_Provided passage_.
(begin)
Testing Plan for Lightning RGB: Bringing Assets to the Lightning Network
Why Lightning RGB Matters
Bitcoin's Lightning Network enables instant, low-cost payments—but only for BTC. RGB Protocol brings programmable assets to Bitcoin—but transactions are slow and expensive.
Lightning RGB combines both: instant asset transfers (stablecoins, tokens, securities) with Lightning speed and Bitcoin security.
We are integrating RGB v0.12.0-rc.3 (the latest client-validated protocol) with rust-lightning 0.1.* (the most mature Lightning implementation in Rust). Combining client-side validation (RGB) with state channels (Lightning) introduces complex engineering challenges around state synchronization, asset conservation, and failure recovery.
The Core Challenge: Merging Two Off-Chain Protocols
RGB and Lightning are both off-chain protocols, but they operate fundamentally differently:
- RGB is a client-side validation protocol where state is stored in consignments and validated locally
- Lightning is a state channel protocol where state is stored in commitment transactions and validated by channel counterparties
The core engineering question: How do these two layers of off-chain state interact safely and consistently?
Our testing strategy validates this integration across five phases, from protocol correctness to production readiness.
Our Testing Roadmap: From Foundation to Innovation
Phase 1: Foundation - RGB Protocol & LN Integration APIs
Technical Question: Can we build the primitives for RGB-Lightning integration?
Phase 1 establishes the testing foundation in ln-rgb-tests, our unit testing framework. It consists of two stages:
Stage 1.1: RGB Protocol Correctness Completed
What we validated:
Asset Operations:
- Asset issuance: NIA (Non-Inflatable Assets) - fungible tokens with fixed supply
- Asset transfers: witness, blinded, 0-conf, RBF, multi-hop
- Asset conservation: property-based validation ensuring no creation/destruction
- State management: allocation queries, contract state verification
Why this matters: RGB protocol correctness on Bitcoin L1 is the foundation. We've validated that RGB transfers work reliably on-chain before introducing Lightning's complexity.
Stage 1.2: LN Integration APIs In Design
What we're building:
Testing the primitives that enable RGB-Lightning integration:
- Witness offchain state verification - validating RGB allocations before on-chain confirmation
- LN coloring APIs -
color_funding_tx(),allocate_rgb_to_htlc(),extract_rgb_from_close_tx() - RGB query APIs -
get_channel_rgb_balance(),get_rgb_allocation_map(),get_contract_state_in_channel()
Why this matters: These APIs are the building blocks for RGB-Lightning integration. Once validated, they enable Phase 2's end-to-end channel testing.
What Phase 1 Enables
With Stage 1.1 complete and Stage 1.2 in design:
- Proven RGB protocol correctness - assets can be issued and transferred reliably on L1
- LN integration primitives - the APIs needed to bring RGB into Lightning channels
This foundation enables the next step: end-to-end testing of RGB assets flowing through real Lightning channels.
(end)
_Data rows_.
(begin)
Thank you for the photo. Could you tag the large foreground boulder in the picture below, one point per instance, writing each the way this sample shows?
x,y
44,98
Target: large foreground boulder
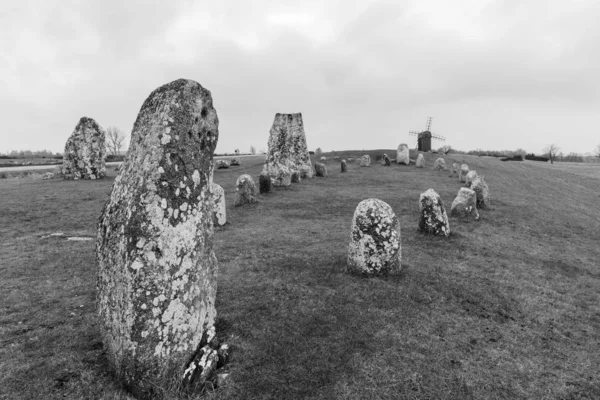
x,y
157,275
375,246
433,218
465,204
245,191
402,154
85,151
(end)
Extract the part of the Lightning RGB testing plan starting with "Testing Plan for" and going on through "and failure recovery.", copied word for word.

Testing Plan for Lightning RGB: Bringing Assets to the Lightning Network
Why Lightning RGB Matters
Bitcoin's Lightning Network enables instant, low-cost payments—but only for BTC. RGB Protocol brings programmable assets to Bitcoin—but transactions are slow and expensive.
Lightning RGB combines both: instant asset transfers (stablecoins, tokens, securities) with Lightning speed and Bitcoin security.
We are integrating RGB v0.12.0-rc.3 (the latest client-validated protocol) with rust-lightning 0.1.* (the most mature Lightning implementation in Rust). Combining client-side validation (RGB) with state channels (Lightning) introduces complex engineering challenges around state synchronization, asset conservation, and failure recovery.